╔══
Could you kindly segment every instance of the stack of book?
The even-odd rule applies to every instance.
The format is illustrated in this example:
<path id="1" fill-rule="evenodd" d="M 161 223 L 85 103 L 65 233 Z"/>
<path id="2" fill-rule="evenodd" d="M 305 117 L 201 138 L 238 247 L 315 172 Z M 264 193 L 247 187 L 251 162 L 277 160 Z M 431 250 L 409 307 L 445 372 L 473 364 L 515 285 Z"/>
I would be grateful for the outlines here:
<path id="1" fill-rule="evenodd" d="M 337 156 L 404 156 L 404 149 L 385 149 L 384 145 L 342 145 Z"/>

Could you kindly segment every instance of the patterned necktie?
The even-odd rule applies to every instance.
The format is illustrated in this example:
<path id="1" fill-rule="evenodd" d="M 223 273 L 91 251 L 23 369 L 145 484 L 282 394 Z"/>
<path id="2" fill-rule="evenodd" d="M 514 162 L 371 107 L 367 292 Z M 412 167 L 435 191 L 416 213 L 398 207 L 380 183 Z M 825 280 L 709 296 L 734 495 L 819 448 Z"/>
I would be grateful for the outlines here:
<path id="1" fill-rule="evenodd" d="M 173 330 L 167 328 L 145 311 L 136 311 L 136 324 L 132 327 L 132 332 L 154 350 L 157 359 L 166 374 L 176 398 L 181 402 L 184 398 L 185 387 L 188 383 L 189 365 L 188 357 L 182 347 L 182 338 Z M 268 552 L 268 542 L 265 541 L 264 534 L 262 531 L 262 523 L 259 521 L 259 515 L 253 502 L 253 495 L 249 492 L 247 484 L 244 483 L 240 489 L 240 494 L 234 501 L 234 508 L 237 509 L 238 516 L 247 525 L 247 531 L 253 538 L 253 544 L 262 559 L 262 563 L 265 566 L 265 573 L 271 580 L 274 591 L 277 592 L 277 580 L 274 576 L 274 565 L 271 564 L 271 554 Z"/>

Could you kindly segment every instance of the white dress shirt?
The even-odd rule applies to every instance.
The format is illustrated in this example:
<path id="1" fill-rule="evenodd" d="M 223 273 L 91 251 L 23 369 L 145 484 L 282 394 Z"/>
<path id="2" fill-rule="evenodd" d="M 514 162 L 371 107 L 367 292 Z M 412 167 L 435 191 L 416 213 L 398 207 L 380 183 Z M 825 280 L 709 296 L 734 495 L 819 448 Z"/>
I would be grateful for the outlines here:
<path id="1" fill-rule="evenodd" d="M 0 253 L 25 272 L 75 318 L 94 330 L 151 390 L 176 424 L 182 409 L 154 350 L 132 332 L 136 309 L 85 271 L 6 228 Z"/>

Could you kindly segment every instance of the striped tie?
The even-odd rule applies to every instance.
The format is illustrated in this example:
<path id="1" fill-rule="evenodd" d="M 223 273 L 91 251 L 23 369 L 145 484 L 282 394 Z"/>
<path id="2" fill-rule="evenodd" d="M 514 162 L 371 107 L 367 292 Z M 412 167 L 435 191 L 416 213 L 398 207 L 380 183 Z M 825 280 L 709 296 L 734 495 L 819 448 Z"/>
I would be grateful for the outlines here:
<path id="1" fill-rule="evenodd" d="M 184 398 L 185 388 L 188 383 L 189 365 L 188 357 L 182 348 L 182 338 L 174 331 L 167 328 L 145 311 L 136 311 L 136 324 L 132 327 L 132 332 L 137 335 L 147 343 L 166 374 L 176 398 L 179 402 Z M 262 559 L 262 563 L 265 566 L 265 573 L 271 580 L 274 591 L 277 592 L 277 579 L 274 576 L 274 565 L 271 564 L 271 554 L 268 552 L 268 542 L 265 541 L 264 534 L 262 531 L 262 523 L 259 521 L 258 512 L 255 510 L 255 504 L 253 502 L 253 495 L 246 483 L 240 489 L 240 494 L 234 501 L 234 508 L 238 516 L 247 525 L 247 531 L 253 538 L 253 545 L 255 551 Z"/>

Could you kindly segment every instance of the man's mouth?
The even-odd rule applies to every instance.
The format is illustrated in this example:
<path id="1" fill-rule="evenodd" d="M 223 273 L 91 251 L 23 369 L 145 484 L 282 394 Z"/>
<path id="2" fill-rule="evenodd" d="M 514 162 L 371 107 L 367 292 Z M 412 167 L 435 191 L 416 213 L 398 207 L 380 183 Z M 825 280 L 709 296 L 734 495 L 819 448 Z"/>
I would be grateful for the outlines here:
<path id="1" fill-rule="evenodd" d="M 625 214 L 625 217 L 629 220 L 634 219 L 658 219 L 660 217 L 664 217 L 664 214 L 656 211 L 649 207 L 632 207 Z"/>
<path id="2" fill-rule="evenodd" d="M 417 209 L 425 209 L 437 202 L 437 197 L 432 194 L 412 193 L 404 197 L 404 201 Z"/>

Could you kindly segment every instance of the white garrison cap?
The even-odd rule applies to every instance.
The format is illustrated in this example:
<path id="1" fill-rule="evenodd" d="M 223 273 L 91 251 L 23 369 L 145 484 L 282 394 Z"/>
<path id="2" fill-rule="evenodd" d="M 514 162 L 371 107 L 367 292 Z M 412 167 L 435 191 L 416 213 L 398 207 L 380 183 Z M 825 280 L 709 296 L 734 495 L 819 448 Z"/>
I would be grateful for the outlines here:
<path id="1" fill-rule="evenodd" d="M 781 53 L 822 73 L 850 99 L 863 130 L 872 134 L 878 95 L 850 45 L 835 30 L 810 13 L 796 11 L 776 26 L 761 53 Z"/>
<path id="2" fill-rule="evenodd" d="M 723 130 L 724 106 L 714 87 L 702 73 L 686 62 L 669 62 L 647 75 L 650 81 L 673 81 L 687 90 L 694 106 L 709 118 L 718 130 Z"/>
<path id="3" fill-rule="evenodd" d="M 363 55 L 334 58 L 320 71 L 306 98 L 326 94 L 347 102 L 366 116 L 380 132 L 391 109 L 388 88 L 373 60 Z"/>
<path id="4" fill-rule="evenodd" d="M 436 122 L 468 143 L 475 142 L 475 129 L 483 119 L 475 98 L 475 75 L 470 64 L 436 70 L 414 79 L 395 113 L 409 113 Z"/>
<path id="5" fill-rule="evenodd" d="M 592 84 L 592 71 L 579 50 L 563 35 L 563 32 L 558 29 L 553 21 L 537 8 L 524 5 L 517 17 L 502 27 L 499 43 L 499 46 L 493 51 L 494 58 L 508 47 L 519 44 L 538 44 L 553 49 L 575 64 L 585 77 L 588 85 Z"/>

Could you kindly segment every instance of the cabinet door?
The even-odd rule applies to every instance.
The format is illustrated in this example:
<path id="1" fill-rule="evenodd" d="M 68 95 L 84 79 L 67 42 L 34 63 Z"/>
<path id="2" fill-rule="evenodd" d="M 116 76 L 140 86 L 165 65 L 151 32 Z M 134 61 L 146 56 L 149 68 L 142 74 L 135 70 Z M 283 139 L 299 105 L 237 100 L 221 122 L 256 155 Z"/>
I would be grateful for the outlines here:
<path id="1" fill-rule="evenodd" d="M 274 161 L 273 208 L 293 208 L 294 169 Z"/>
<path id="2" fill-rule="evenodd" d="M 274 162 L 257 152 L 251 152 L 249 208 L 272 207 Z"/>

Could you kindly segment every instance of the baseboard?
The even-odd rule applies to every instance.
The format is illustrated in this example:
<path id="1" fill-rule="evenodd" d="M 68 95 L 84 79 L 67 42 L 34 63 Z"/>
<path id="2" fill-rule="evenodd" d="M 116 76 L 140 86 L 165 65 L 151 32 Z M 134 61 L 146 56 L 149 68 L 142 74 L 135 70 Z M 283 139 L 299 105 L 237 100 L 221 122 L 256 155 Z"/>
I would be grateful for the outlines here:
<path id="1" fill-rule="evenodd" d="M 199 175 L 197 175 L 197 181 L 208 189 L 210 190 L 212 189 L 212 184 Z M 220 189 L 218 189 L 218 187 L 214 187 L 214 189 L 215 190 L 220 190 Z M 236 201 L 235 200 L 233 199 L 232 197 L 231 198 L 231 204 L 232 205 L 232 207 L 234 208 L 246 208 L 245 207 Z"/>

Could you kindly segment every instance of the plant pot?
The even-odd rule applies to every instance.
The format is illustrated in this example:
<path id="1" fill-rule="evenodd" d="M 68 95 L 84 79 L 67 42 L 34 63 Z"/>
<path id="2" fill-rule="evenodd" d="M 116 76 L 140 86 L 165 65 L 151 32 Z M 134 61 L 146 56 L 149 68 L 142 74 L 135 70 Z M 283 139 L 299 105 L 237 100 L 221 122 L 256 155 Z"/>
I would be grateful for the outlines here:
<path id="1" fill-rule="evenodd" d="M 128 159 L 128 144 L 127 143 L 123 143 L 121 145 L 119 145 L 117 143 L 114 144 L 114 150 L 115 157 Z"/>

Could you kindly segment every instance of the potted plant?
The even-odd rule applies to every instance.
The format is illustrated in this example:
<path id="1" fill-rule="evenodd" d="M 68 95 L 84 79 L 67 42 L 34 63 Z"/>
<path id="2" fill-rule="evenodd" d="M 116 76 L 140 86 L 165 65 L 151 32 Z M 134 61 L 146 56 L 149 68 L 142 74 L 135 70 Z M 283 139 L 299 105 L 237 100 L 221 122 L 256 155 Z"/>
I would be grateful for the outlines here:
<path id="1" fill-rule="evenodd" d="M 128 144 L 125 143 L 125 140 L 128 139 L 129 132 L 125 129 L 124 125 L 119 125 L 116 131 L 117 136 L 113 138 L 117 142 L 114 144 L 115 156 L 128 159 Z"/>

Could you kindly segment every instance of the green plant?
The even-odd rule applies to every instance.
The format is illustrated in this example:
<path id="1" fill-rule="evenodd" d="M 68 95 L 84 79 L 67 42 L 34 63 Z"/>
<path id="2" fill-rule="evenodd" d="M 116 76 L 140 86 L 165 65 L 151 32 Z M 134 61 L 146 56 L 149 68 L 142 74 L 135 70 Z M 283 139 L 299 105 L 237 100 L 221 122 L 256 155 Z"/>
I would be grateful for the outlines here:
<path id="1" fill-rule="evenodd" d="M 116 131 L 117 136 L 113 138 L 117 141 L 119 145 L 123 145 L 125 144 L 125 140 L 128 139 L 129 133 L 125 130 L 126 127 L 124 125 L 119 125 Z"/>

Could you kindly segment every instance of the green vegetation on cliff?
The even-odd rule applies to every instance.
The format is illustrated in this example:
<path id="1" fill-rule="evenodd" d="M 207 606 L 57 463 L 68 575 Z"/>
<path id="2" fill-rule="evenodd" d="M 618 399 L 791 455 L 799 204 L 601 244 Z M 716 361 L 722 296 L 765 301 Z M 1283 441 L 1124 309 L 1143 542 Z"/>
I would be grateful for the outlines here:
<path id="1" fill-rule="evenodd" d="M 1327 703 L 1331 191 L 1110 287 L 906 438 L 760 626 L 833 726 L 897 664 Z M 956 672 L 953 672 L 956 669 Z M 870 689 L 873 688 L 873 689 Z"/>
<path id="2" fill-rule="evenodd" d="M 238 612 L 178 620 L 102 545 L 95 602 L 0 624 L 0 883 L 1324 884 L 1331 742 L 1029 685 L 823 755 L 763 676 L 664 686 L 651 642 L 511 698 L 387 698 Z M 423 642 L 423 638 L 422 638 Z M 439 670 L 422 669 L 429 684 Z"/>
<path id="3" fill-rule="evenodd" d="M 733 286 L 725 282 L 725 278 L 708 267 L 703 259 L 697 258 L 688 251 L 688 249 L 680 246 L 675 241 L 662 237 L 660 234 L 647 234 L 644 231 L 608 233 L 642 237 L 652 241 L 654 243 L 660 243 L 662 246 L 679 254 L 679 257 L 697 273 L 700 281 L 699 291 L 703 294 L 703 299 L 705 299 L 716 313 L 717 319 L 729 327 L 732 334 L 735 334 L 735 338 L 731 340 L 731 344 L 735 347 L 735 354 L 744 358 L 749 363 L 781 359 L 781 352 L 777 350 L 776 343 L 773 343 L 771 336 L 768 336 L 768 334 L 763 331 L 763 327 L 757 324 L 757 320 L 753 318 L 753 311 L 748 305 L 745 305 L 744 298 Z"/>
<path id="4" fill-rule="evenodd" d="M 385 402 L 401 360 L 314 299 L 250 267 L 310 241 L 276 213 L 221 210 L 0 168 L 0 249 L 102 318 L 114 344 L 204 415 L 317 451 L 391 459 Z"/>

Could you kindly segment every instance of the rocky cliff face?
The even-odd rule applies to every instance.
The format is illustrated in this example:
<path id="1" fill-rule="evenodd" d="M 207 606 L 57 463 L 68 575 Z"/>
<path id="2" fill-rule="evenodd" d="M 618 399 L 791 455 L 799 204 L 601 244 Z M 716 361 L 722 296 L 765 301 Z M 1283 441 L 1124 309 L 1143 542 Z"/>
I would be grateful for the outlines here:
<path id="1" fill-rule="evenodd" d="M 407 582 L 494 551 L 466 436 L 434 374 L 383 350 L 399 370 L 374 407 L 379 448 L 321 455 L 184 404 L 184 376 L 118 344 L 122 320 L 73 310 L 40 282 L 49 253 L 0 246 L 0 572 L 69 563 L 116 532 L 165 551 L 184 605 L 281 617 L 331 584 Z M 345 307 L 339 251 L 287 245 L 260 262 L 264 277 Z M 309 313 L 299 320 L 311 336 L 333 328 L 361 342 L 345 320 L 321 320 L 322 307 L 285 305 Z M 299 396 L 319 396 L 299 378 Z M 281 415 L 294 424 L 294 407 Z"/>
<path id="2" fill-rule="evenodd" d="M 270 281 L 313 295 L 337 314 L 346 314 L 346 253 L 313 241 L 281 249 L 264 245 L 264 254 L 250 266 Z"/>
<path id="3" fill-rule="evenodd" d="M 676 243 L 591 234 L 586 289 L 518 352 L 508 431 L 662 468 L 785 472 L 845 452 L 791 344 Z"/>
╚══
From the line with "Could you kindly segment every instance of the green vegetation" to the line with "1327 703 L 1331", rewrite the data with "green vegetation" changed to "moss" and everything else left unchanged.

### [Response for this exercise]
Could you kindly segment every instance of the moss on cliff?
The even-odd rule applies to every instance.
The format is illustrated in this example:
<path id="1" fill-rule="evenodd" d="M 207 606 L 57 463 L 68 575 Z"/>
<path id="2" fill-rule="evenodd" d="M 618 399 L 791 455 L 799 204 L 601 244 Z M 716 361 L 722 296 L 765 301 Z M 1283 441 L 1124 309 L 1143 542 Z"/>
I would be grateful for the outlines here:
<path id="1" fill-rule="evenodd" d="M 1327 703 L 1331 191 L 1110 287 L 906 438 L 760 626 L 833 726 L 897 664 Z M 956 672 L 953 672 L 956 669 Z M 870 689 L 873 688 L 873 689 Z"/>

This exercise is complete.